### [Task instructions]
Output the material exactly, keeping every line intact.

Exercise data Start Marker

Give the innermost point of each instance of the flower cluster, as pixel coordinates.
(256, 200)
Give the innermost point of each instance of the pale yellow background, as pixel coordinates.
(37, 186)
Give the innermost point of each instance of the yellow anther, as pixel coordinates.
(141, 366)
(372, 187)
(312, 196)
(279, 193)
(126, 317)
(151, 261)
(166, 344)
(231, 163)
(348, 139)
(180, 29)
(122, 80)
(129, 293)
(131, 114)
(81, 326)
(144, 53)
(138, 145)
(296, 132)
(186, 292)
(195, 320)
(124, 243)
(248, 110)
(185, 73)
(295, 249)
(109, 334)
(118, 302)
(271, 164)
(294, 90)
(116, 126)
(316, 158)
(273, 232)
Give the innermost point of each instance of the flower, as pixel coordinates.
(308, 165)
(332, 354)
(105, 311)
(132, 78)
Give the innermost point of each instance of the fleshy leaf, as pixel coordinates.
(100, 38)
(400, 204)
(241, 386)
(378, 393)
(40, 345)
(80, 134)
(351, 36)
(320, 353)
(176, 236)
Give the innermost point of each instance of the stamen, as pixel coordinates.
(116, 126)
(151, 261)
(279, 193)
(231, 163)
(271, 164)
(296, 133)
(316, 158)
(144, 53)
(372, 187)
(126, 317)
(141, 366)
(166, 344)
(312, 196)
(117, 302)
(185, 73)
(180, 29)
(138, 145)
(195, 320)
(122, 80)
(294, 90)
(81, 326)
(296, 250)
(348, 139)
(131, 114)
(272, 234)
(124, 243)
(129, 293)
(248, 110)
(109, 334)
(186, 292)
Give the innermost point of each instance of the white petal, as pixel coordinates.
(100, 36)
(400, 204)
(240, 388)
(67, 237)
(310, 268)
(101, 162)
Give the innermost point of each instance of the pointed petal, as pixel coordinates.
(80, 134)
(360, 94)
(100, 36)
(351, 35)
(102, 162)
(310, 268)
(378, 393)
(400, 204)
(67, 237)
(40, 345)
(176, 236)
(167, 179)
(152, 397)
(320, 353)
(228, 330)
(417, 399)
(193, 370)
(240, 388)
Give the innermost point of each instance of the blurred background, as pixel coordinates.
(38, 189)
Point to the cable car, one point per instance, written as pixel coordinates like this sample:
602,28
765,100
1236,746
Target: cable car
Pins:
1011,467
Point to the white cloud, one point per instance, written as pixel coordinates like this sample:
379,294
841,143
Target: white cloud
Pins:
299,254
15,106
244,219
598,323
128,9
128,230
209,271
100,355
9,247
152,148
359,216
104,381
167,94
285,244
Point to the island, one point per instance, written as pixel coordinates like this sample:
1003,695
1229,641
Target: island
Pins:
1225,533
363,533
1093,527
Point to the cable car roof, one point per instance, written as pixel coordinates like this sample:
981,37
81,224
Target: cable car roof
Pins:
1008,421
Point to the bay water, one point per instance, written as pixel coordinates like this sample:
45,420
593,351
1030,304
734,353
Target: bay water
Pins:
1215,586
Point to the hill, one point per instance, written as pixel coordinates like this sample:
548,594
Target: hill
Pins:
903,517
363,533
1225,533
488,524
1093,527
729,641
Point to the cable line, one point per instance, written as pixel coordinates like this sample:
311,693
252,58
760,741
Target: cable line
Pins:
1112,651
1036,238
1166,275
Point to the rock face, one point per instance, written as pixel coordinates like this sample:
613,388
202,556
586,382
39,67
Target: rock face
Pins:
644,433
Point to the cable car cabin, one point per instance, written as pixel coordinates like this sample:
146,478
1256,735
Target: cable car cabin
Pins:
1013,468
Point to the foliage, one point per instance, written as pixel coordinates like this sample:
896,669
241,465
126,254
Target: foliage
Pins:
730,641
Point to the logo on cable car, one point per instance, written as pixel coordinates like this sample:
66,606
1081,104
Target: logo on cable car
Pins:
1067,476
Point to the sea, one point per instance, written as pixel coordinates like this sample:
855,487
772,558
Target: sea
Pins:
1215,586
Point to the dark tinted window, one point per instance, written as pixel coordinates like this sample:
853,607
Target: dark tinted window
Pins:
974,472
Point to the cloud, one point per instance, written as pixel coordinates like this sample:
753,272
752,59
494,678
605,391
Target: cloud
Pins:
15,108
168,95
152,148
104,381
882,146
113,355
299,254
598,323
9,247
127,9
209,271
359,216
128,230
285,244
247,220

Exercise data End Marker

### [Solution to this problem]
Give the innermost point of each instance of the flower cluster, as pixel coordinates.
(256, 200)
Give the innermost point of each instance of the pale yellow background, as pixel coordinates.
(37, 186)
Give the innermost point of each instance of the yellow anther, as pixel coordinates.
(141, 366)
(372, 187)
(312, 196)
(279, 193)
(126, 317)
(151, 261)
(166, 344)
(231, 163)
(348, 139)
(180, 29)
(122, 80)
(129, 293)
(131, 114)
(81, 326)
(144, 53)
(138, 145)
(296, 132)
(186, 292)
(195, 320)
(124, 243)
(248, 110)
(185, 73)
(295, 249)
(109, 334)
(118, 302)
(271, 164)
(294, 90)
(116, 126)
(316, 158)
(273, 232)
Give the innermost point of each instance of the flower, as pixel coordinates.
(308, 165)
(332, 354)
(105, 311)
(132, 78)
Give the innermost point of each instance of the fleshy leaf, as pixel coordinates.
(100, 38)
(400, 204)
(241, 386)
(378, 393)
(40, 345)
(80, 134)
(351, 36)
(320, 353)
(176, 236)
Give the innermost point of each instance of the stamen, as pixel coordinates.
(116, 126)
(151, 261)
(279, 193)
(231, 163)
(271, 164)
(296, 133)
(316, 158)
(144, 53)
(372, 187)
(126, 317)
(141, 366)
(166, 344)
(312, 196)
(117, 302)
(185, 73)
(180, 29)
(138, 145)
(195, 320)
(122, 80)
(294, 90)
(81, 326)
(296, 250)
(348, 139)
(131, 114)
(272, 234)
(124, 243)
(129, 293)
(248, 110)
(109, 334)
(186, 292)
Give the innermost point of each instance of the white petal, as pixel coordinates.
(100, 36)
(400, 204)
(240, 388)
(67, 237)
(310, 268)
(101, 162)
Give the innermost point of each instance of the pointed petal, as pixel coordinates.
(80, 134)
(360, 94)
(100, 36)
(351, 35)
(102, 162)
(310, 268)
(378, 393)
(400, 204)
(67, 237)
(40, 345)
(176, 236)
(167, 179)
(152, 397)
(320, 353)
(228, 330)
(417, 399)
(193, 370)
(240, 388)
Give the innermost point of each instance of the blurred background, as pixel coordinates.
(38, 189)
Point to the cable car, one point per instance, written as pixel coordinates like this sample:
602,28
765,100
1236,746
Target: cable car
Pins:
1011,467
Point to the white cloud, one point per instance, written as pixel coordinates like this sample:
379,294
841,143
Target: white cloud
Pins:
299,254
15,106
244,219
598,323
128,9
128,230
209,271
100,355
9,247
152,148
359,216
104,381
167,94
285,244
Point to the island, one point per instance, written as pixel coordinates like this sample:
1003,695
1229,641
Target: island
Pins:
1225,533
363,533
1093,527
Point to the cable car roof, one point per instance, written as pixel coordinates like this sample:
981,37
81,224
Target: cable car roof
Pins:
1008,421
Point to the bay water, one point per instance, written as pixel coordinates like this sample:
45,420
593,351
1030,304
734,353
Target: bay water
Pins:
1215,586
Point to the hill, one point per instance, written as pixel coordinates like this sample:
548,594
Target: hill
Pins:
903,517
363,533
1225,533
488,524
1093,527
729,641
Point to the cable line, one point per instance, written as pixel coordinates like this sample:
311,693
252,58
760,741
Target: cable line
Pins:
1112,651
1036,238
1166,275
Point to the rock face, one point per instance, written as pixel coordinates like this sample:
613,388
202,556
586,382
39,67
Target: rock face
Pins:
644,433
Point to the cable car cabin, one point per instance, written as pixel coordinates like this sample:
146,478
1256,735
Target: cable car cabin
Pins:
1013,468
Point to the foliage, one point per instance, written as pixel coordinates like this sample:
896,669
241,465
126,254
Target: foliage
Pins:
730,641
Point to the logo on cable car, one point per instance, written as pixel coordinates like this sample:
66,606
1081,104
Target: logo on cable car
Pins:
1067,476
Point to the sea, one point per instance, written as pixel coordinates like this sample:
855,487
772,558
Target: sea
Pins:
1215,586
Point to the dark tinted window, one point per instance, written as pixel coordinates like this sample:
853,607
Target: dark tinted window
Pins:
974,472
Point to the cloud, one point per instance, written as pixel coordinates like this sample:
753,272
752,59
494,678
605,391
Target: cloud
Pins:
15,108
168,95
152,148
104,381
882,146
113,355
299,254
598,323
9,247
127,9
209,271
359,216
128,230
285,244
247,220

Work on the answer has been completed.